SUPPLIED TEXT —
________________
Thursday, November 13, 2008

Rev. Clayton on "what you believe,what's truthful, what's relevant to your life "

In the stretching times the economy is currently junctured in..
in the fearful hope and hopeful fear we are juxtaposed in..

it would seem prime time for the liminal landscape that only the church can call the culture into.

Zoo TV/Zooropa
was certainly designed to speak to its times (1990s),
yet there is something prophetic and proleptic about how it speaks into the season we are now in.

In a rare interview montage from this era, Adam Clayton's insight (7:43ff) is helpful:

"I think Europe is much more geared up for the future, in a way, than America was before this election. I think Europe is generally looking forward to the turn of the century (and) a little bit more cynical about the grip of the media upon it. So I think..these two ideas of the turn of the century, and the media as such and what you believe and what's truthful and what's relevant to your life and how much of it's under your own control... are
issues that are going to be valid in Europe over the next ten years.


I think the unification of Europe is going to present as many problems as it solves..people are aware of that...so I think what we're going be be trying to do is touch on those issues, and not necessarily preach to anyone, but certainly in our own way, within in the context of the ZOO TV (Zooropa) Tour is perhaps have our own particular unity..the 'United Colors of Zooropa' or whatever.
I think it will be a ray of sunshine in a very bleak year"
________________
DATASET RECORDS —
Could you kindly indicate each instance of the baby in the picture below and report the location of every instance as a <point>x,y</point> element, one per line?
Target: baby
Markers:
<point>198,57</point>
________________
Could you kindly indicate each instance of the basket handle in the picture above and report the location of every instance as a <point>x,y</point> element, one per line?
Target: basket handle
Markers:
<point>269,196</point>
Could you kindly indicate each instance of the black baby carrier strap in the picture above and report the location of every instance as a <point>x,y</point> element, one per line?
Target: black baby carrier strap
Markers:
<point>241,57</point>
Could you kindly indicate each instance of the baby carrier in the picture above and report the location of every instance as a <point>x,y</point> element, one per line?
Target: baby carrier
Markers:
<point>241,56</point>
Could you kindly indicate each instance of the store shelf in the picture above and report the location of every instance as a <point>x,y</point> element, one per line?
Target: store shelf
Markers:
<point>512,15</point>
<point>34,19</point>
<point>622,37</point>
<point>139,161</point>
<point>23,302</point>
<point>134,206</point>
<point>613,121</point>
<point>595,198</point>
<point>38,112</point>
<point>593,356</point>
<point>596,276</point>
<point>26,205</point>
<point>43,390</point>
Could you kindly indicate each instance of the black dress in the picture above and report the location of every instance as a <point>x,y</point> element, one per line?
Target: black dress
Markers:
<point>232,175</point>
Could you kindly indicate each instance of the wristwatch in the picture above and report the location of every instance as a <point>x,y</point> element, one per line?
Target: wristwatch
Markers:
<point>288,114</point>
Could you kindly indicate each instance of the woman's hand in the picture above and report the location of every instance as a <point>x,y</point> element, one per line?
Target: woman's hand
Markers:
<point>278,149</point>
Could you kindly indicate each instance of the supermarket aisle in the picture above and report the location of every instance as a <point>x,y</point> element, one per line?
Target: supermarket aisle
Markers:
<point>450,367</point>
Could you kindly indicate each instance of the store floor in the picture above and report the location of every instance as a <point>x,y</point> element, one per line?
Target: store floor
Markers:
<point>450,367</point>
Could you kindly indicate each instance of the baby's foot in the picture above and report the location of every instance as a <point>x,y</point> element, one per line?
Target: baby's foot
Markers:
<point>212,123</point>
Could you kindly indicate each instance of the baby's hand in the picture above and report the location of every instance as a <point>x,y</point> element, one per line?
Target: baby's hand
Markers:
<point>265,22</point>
________________
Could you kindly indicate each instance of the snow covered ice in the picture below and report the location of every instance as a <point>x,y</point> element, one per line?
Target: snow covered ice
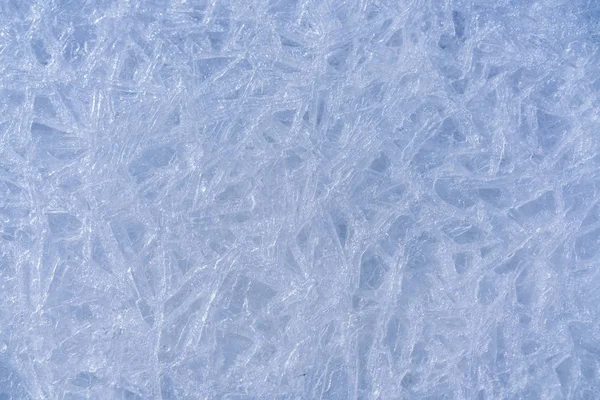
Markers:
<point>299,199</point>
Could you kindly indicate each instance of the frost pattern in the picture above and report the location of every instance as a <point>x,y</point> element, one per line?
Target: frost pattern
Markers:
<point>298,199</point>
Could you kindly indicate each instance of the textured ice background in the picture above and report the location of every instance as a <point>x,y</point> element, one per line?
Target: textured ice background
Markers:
________________
GIVEN PROBLEM 1 —
Return the passage of the Adam Clayton post from "Thursday, November 13, 2008" to "the culture into.", copied word for word.
GIVEN PROBLEM 2 —
Please write the next part of the post about Adam Clayton and Zoo TV, picking up after its final sentence.

OUTPUT 1 —
Thursday, November 13, 2008

Rev. Clayton on "what you believe,what's truthful, what's relevant to your life "

In the stretching times the economy is currently junctured in..
in the fearful hope and hopeful fear we are juxtaposed in..

it would seem prime time for the liminal landscape that only the church can call the culture into.

OUTPUT 2 —
So many things stand out! Among them, if only the church could microcosmically and counterculturally...and "without necessarily preaching"... model Kingdom community, colors and alternate reality. "Church within the church"
is nothing new..but it's time to try it!

It likely will take a touch of postmodern and postexilic simulacra and a taste of the orthodox "holy fool" (see bottom of this page) approach....in a way that is sensitive to the '00s...maybe in the more subdued irony that U2 has captured recently.
No horns.

Maybe one.

St Tim Neufeld has caught the relevance of 90s U2 for our times.
"As usual, U2 was ten years ahead of their time."
...As always when you enter the present by the back door/trap door of the future.

(one should not that Larry Burkett wrote "The Coming Economic Earthquake" in
the early 1990s, and he died with people saying he was a false prophet)


But within "our own tour" (Steve Taylor's language, as well: "tourism can serve as a redemptive framework for postmodern mission, in which people are `tourists' on spiritual journeys and the church operates as `tour guide,' stimulating forward movement and nourishing the quest." (p.83, "The Out of Bounds Church?") , and "in our own way"..
let "our own particular unity" shine.


About the "ray of sunshine in a very bleak year."

Clayton smiles, as he is well aware of the irony; the album and tour they were crafting as he spoke (Zooropa) was their bleakest ever..but what better technique/techbleak than to embody and incarnate such hopelessness ("Wake Up Dead Man").
No redemption without incarnation.


That comment also connected me to the classic and controversial "The Bright Side of Life"
from Monty Python's "Life of Brian."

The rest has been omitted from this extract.